◆ **RECORDS PROVIDED**:
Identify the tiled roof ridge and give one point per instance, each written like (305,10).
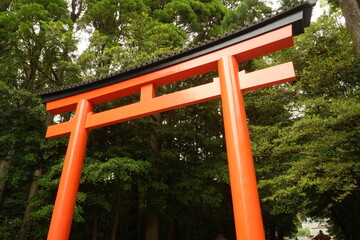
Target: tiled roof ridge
(64,91)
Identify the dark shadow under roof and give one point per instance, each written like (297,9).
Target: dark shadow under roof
(298,15)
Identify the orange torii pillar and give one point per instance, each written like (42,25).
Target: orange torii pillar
(229,87)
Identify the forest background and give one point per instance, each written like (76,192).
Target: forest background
(166,176)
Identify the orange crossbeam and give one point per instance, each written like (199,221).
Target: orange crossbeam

◆ **WORK REQUIRED**: Copy every record character for character. Skip the pictures.

◆ **SOLUTION TO THE EXERCISE**:
Identify the tiled roof ridge and give one point per instance, each written like (305,10).
Target: tiled roof ridge
(64,91)
Identify the dark shadow under roof and give one point per instance, each written like (297,9).
Target: dark shadow under roof
(298,15)
Identify the orange torii pillar and give one point per instance, each written like (42,25).
Target: orange torii pillar
(229,87)
Identify the forest background and give one point per instance, each written like (76,192).
Target: forest background
(166,176)
Identify the orange crossbeam and give one point per instance, each written like (199,221).
Target: orange crossbeam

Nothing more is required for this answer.